* _Extracted information_:
>> Start

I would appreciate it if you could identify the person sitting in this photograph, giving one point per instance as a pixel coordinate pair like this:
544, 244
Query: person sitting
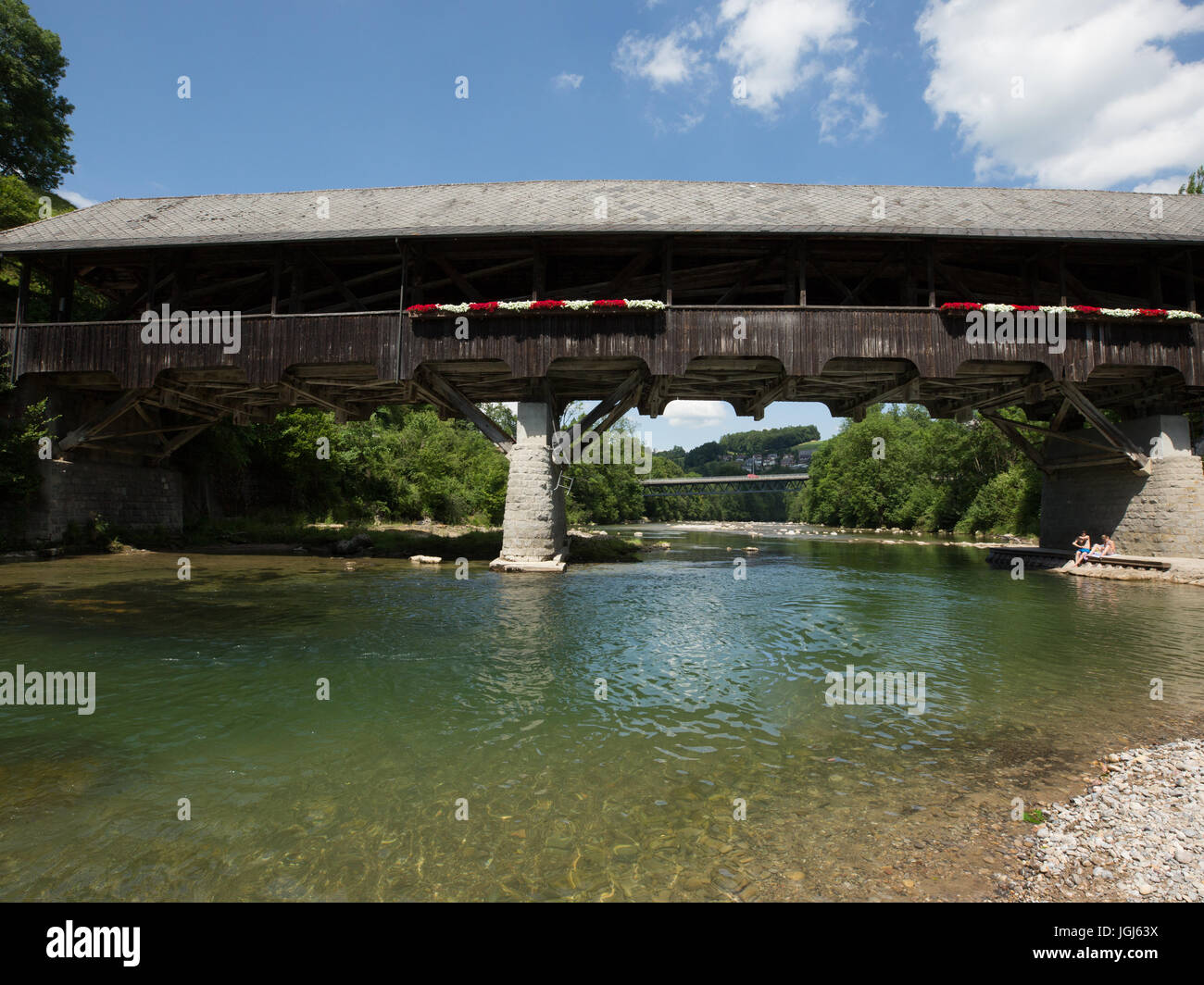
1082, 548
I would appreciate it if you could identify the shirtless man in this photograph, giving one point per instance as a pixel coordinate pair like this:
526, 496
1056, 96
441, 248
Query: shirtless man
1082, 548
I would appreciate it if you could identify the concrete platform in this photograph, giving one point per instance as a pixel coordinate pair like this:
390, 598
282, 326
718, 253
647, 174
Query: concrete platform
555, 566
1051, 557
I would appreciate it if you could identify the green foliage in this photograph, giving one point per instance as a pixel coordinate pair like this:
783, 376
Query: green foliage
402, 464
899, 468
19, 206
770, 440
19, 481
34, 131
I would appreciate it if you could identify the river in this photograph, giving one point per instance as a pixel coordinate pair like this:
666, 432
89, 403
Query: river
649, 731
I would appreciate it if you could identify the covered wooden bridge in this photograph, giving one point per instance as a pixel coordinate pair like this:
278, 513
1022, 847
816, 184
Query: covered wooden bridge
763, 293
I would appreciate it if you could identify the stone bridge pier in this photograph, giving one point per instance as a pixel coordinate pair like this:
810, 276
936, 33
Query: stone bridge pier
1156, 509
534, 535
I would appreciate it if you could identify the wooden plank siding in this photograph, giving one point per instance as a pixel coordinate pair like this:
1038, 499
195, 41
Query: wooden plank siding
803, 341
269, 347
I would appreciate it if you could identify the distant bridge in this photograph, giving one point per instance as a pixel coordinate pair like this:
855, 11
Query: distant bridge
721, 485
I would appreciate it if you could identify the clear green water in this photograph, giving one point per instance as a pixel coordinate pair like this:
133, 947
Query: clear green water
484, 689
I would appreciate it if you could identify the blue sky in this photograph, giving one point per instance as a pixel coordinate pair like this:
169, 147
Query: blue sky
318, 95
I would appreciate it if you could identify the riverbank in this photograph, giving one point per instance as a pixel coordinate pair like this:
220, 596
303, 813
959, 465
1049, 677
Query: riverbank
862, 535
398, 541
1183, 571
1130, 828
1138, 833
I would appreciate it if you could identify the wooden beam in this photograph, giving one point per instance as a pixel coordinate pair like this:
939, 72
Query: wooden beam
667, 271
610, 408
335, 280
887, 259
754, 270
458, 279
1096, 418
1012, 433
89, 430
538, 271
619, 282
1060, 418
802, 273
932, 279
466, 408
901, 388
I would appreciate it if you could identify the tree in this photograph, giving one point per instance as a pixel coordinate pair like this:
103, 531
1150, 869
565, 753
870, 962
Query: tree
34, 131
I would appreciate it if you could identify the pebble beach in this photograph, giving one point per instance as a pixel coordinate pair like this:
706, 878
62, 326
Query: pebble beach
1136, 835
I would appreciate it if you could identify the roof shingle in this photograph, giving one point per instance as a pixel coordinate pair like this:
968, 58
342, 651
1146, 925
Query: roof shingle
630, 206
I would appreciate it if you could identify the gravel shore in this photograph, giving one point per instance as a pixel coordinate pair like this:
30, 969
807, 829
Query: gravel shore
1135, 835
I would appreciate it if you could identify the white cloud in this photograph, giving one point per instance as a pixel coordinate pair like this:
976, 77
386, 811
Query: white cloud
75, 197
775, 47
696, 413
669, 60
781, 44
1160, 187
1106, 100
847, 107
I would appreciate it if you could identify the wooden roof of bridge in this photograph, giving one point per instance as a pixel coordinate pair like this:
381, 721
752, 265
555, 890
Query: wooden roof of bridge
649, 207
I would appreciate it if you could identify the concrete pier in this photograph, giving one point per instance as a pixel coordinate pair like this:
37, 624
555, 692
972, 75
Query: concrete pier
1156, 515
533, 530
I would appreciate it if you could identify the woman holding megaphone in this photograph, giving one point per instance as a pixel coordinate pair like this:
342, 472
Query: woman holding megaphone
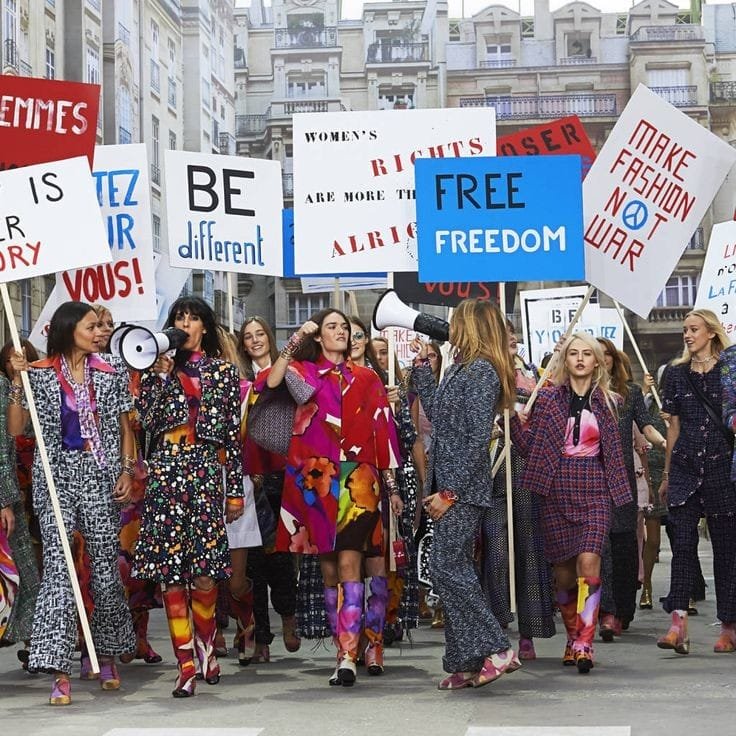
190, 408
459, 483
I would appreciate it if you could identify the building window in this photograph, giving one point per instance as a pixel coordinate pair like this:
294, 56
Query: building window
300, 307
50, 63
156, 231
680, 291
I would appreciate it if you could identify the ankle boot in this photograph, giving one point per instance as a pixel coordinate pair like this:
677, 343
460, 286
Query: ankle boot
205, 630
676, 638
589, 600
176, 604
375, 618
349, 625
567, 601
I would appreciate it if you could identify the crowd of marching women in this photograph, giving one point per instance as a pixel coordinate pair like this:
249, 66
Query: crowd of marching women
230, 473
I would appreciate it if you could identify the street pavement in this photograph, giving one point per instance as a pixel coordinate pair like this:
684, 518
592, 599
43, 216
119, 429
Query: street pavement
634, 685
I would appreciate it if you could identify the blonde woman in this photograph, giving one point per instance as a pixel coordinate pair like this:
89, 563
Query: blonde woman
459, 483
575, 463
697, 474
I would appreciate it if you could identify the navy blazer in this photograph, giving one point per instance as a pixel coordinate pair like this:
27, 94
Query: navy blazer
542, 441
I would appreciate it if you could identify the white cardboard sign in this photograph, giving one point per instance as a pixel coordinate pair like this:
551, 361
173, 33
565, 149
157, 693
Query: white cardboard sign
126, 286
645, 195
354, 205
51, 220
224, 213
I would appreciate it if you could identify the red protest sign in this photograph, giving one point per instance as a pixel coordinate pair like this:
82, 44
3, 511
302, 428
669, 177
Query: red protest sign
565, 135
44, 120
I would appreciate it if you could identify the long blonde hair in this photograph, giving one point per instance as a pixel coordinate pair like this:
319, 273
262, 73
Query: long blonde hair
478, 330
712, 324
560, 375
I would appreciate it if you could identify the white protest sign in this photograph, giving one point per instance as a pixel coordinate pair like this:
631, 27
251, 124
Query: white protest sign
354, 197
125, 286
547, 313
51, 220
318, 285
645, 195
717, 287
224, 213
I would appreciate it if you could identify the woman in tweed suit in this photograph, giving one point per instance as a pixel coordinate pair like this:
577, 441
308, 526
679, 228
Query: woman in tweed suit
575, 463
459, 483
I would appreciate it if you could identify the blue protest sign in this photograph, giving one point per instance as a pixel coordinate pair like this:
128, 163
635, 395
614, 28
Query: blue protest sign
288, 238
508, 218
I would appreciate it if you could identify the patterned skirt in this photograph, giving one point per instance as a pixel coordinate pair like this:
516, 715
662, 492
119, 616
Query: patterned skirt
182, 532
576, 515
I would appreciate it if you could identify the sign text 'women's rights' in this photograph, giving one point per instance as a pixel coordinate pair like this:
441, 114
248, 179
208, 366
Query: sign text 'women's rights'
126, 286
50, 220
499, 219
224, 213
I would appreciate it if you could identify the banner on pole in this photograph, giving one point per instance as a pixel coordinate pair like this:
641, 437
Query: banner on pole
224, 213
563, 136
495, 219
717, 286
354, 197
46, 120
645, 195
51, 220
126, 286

>> End

* _What you will do_:
Quote every line from the line containing "I would appreciate it if you could identify the red" through the closing line of the listing, including both.

* _Answer_:
I would appreciate it if you could identify the red protest sign in this photograph, giving one point per instance as a pixel coordinate pair like this:
82, 44
3, 511
302, 428
669, 177
Query: red protest sign
565, 135
44, 120
I would appreciate it if you could identify the long blonde hair in this photograph, giving one point per instance as a pixel coordinate pair like this:
319, 273
262, 73
Query: long blonde hair
478, 330
712, 324
560, 375
I would appreciate it if you could identify the white protest sign in this photograph, giving one point per instance as a pixel coordinate pair like this:
631, 27
251, 124
Query: white protest sign
354, 197
125, 286
547, 313
51, 220
318, 285
645, 195
717, 287
224, 213
I would appreciate it if you could identify the woman in tweed suit in this photograph, giving one point per instance as a pixel coordinate pair like this:
577, 441
308, 526
679, 228
Query: woman in tweed suit
575, 463
459, 483
I would appreciate it if you could identify the blue protest sign in this photograph, giving one point per instance as a pixel coordinate pair like this:
128, 163
635, 395
614, 28
Query: blue protest sign
288, 238
508, 218
I would appreciate it if you could identify the patterned skirt in this photograph, giving one point per instance as a pixel coordinate pair like this:
516, 715
662, 492
119, 616
Query: patterned skirt
182, 532
576, 515
I would appreciate it if you could identify the sign text 'women's rights' in this photograph, giving one point per instance as a pixel coordinate pair like this:
441, 114
248, 179
208, 366
Query: sign text 'women's rights'
126, 286
50, 220
499, 219
224, 213
I would appreciate it if you could identify the banner on pole in this photograph, giving one point per instance as a pixel coordinate pair like this:
641, 437
Query: banner on pole
224, 213
563, 136
495, 219
717, 286
354, 197
46, 120
645, 195
51, 220
126, 286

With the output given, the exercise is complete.